* Requirement
Find the string "roof" in the records and copy each line where it occurs.

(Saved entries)
#####

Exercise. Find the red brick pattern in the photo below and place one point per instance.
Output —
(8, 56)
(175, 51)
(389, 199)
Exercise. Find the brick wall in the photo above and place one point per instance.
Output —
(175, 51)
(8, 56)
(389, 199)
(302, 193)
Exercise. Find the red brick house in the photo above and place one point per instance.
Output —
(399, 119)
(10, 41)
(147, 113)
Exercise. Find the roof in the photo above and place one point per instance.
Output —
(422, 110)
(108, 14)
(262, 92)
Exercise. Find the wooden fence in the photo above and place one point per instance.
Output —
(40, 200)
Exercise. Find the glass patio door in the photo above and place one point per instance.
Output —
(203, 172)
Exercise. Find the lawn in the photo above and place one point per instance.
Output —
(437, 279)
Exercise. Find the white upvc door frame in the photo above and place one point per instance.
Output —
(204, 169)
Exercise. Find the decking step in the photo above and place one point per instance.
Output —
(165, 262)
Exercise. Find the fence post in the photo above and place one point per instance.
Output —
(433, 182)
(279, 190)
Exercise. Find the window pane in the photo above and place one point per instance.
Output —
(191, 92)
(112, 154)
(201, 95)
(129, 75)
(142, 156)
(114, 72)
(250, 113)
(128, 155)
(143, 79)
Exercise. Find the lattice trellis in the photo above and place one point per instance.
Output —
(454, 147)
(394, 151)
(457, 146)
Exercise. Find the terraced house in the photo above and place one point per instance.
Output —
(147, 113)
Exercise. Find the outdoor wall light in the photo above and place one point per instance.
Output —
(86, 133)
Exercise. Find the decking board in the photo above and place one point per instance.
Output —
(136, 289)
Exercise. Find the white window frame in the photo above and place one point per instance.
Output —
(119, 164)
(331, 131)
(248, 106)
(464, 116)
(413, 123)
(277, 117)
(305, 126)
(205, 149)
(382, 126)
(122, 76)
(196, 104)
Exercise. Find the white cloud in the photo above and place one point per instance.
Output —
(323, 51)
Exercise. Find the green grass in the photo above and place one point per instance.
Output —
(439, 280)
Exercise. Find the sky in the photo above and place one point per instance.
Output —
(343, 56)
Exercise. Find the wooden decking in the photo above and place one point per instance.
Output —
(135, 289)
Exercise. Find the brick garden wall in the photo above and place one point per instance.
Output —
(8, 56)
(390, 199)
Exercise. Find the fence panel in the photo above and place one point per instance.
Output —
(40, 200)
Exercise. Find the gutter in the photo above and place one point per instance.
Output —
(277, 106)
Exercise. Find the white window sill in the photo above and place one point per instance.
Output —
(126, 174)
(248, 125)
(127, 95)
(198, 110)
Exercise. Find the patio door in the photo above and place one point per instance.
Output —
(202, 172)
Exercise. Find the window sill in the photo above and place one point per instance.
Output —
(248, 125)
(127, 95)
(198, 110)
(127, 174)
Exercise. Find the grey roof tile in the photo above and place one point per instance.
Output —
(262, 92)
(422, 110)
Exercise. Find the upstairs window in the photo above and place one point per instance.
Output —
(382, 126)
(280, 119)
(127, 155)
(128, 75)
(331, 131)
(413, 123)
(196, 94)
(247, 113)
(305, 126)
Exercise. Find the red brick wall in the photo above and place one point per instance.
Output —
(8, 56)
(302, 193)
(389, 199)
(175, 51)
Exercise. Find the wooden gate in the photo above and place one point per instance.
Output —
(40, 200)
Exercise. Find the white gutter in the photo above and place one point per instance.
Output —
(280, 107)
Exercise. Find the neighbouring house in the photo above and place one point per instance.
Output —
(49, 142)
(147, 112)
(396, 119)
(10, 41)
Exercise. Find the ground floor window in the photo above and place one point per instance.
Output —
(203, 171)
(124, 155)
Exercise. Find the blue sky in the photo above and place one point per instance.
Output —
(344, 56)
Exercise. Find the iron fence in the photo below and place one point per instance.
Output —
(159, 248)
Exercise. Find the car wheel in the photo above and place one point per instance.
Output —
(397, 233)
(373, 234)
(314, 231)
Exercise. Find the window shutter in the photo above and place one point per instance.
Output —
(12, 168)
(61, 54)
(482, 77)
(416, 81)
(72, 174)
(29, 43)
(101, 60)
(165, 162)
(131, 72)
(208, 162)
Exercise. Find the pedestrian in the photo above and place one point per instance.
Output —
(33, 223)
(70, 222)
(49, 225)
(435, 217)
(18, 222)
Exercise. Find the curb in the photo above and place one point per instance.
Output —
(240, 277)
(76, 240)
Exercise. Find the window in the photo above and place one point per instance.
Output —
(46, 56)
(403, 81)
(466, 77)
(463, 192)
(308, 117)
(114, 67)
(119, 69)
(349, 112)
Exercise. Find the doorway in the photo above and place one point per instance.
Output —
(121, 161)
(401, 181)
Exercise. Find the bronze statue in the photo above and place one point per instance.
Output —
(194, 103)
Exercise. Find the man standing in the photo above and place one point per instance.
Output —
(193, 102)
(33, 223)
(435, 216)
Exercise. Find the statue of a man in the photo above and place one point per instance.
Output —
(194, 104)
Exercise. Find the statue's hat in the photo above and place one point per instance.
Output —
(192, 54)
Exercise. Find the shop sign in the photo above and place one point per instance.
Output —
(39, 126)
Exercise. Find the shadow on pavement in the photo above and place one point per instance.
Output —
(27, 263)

#####

* Answer to the problem
Exercise. Find the roof in the photo above and place one point per instance.
Exercise. Find the grey roof tile in the photo above and place one point per instance.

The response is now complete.